What is needed: Starting at the line that contains "foggy sky ->" and ending at the final line of the entries, rewrite those lines as a numbered list, leaving out any blank lines.
— START Records for this exercise —
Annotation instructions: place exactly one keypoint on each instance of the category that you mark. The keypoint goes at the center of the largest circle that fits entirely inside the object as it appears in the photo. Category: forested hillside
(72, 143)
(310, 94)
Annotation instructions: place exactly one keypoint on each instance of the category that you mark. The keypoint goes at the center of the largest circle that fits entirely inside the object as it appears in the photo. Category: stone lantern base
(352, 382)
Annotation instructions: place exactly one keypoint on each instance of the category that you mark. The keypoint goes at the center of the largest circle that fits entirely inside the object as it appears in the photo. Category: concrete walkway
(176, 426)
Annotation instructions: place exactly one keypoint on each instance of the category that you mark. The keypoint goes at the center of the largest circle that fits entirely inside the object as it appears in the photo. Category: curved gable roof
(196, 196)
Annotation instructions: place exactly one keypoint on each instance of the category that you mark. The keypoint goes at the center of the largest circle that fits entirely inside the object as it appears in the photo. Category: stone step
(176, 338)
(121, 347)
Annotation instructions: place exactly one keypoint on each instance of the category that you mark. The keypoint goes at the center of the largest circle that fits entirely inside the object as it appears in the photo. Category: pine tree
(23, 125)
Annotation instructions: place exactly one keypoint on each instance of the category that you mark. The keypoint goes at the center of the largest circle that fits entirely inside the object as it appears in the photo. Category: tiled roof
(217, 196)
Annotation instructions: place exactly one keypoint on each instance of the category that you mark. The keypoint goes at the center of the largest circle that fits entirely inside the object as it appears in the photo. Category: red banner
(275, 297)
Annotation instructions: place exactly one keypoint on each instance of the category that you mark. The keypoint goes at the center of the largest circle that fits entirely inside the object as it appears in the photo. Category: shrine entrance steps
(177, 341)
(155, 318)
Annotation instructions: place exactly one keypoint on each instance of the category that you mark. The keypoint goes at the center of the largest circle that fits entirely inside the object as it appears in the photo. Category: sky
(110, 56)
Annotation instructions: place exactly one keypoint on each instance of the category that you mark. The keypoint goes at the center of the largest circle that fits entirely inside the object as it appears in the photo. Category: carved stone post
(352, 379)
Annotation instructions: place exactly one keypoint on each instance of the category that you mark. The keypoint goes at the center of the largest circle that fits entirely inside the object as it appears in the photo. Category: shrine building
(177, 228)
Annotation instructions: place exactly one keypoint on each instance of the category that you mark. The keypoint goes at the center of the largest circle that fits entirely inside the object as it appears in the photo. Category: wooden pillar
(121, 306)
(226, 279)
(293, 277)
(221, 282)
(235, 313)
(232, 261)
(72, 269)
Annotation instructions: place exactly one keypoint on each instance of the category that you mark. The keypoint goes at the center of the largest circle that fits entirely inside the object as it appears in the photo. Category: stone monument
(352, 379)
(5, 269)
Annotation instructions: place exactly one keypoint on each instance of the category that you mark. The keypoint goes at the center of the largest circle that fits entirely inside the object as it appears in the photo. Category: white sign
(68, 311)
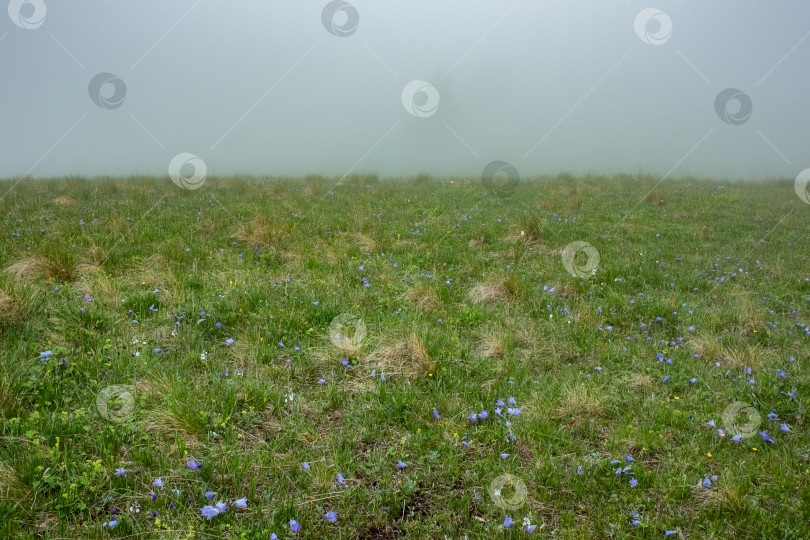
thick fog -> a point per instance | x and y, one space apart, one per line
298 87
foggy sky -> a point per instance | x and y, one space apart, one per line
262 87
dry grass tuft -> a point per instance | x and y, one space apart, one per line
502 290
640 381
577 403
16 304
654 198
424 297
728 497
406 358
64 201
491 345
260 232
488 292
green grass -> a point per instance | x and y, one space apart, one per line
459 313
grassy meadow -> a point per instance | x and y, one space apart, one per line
— END Records for this exercise —
Reply to the exercise:
1. foggy sky -> a point per instance | x and y, one space apart, one per line
2. 262 87
3. dry grass tuft -> a point per instance | x and y, one space apart, one per line
4. 502 290
5. 640 381
6. 577 403
7. 16 304
8. 654 198
9. 424 297
10. 728 497
11. 406 358
12. 64 201
13. 491 345
14. 260 232
15. 488 292
16. green grass -> a point per instance | x and y, one space apart, one per line
17. 459 313
18. grassy meadow -> a point per instance | x and y, one space apart, one per line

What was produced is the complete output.